ACTIVITY: The answer must consist of every line from the entries below that contains the word "Outline".

DATA SUPPLIED:
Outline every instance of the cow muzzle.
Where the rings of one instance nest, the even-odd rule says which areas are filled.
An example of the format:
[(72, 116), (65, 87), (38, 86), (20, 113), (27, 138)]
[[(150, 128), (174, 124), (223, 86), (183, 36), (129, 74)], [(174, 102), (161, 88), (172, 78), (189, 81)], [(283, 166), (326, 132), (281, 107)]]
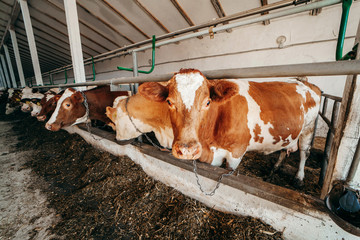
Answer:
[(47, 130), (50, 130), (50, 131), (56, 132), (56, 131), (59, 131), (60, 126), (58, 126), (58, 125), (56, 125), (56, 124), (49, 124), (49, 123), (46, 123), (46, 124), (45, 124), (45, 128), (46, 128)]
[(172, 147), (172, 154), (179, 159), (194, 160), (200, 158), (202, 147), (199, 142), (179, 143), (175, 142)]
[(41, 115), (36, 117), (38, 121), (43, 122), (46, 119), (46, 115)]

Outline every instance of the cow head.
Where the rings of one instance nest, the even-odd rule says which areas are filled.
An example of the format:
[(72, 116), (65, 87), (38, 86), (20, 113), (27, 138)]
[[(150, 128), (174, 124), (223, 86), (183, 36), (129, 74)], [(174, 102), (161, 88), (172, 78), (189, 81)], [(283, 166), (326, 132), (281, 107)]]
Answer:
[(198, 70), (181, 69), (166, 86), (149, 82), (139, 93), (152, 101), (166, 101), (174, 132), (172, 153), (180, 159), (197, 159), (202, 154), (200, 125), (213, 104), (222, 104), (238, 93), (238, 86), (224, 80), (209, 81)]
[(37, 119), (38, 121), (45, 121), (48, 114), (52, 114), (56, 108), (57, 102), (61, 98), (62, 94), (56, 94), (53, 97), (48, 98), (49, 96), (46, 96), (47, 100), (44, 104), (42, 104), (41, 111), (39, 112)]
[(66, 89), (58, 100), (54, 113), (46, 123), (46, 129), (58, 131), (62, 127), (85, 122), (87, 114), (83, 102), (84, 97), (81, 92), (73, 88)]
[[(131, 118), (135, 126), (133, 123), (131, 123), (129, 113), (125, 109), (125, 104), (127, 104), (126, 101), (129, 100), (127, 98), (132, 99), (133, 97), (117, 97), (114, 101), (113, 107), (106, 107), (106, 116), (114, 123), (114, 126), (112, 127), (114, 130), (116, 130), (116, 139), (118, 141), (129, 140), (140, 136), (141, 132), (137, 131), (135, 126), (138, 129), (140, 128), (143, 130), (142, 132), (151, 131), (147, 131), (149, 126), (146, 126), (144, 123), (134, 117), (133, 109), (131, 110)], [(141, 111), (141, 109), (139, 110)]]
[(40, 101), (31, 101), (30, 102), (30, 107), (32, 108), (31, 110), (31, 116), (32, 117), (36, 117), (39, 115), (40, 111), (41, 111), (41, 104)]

...

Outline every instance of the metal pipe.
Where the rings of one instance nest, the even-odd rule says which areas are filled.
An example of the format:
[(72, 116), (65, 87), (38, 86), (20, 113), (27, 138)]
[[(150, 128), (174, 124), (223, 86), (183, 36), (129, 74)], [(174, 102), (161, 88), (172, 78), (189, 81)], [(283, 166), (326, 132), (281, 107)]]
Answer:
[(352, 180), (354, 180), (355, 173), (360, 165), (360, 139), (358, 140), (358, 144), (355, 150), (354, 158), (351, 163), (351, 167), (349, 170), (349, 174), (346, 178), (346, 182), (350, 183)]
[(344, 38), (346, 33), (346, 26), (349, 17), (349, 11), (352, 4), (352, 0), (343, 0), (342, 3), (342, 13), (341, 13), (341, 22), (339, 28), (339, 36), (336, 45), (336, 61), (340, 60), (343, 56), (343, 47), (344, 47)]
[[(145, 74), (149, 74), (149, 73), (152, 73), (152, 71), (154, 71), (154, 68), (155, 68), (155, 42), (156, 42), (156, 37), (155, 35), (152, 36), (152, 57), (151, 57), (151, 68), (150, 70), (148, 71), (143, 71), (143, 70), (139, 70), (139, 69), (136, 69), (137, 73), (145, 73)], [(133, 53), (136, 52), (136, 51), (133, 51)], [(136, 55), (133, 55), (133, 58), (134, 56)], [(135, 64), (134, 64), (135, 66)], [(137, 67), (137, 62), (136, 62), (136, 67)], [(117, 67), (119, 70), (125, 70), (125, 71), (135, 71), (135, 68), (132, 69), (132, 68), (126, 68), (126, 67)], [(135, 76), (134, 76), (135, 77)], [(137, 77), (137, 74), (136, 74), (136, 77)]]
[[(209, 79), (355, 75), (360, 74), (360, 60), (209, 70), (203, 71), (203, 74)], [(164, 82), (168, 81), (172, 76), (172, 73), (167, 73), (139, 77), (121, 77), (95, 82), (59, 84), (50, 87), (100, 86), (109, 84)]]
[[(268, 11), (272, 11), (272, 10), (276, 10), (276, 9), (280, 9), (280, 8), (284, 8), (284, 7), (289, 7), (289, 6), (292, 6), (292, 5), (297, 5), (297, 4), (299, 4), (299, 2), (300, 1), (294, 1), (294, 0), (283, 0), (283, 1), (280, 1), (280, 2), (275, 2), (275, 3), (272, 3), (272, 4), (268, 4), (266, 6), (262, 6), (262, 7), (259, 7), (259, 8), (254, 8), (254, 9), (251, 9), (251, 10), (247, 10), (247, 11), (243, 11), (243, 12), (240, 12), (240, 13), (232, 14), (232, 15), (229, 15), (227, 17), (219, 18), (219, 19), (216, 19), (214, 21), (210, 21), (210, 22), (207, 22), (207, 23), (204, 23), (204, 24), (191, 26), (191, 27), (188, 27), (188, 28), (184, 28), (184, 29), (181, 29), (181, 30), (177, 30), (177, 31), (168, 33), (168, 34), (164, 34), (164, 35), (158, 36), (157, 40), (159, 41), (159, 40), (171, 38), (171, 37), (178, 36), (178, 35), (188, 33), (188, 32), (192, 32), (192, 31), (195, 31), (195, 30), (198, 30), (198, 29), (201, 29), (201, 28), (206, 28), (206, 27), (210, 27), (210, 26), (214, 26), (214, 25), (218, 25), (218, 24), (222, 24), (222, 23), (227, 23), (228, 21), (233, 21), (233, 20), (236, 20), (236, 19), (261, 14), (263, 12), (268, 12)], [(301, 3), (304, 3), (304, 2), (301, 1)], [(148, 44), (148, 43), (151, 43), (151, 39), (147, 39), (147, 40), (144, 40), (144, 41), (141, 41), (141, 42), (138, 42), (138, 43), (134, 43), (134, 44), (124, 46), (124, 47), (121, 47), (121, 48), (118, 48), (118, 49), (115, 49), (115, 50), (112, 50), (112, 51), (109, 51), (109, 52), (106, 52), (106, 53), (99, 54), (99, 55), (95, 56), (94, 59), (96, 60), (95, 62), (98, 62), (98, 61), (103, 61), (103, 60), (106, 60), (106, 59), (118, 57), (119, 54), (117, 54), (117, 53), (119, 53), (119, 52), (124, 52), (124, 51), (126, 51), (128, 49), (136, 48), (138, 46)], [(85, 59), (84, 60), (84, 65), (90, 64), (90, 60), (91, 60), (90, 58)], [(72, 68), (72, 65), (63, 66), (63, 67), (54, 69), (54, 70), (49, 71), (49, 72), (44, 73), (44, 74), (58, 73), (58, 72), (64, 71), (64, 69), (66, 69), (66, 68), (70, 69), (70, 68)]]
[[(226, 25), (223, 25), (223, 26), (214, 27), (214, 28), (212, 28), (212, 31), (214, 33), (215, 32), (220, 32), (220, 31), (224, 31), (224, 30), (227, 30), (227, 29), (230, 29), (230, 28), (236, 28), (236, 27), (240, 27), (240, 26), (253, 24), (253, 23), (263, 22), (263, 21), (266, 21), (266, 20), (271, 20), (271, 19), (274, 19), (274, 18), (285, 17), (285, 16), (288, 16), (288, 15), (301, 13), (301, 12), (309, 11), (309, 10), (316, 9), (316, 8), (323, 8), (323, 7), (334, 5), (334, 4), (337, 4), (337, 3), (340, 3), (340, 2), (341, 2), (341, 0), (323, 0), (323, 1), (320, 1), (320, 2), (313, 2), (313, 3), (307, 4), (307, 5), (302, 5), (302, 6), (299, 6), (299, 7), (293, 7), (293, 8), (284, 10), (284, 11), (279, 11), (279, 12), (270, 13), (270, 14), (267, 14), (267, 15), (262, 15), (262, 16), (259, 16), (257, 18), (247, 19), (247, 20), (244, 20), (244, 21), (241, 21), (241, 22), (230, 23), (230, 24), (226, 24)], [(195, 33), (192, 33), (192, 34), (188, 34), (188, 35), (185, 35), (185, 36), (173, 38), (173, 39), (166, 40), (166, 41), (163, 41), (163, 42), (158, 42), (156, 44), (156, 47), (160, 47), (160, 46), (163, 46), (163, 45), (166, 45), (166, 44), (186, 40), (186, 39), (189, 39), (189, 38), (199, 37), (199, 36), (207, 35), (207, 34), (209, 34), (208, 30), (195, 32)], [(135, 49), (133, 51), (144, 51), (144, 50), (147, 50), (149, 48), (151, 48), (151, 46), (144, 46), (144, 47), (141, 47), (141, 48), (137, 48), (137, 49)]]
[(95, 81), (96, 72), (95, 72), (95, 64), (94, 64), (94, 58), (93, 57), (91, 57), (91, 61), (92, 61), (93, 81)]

COMPLETED TASK:
Outline every instance of the cow muzzle.
Outline every instance of the cow head.
Outline every instance of the metal pipe.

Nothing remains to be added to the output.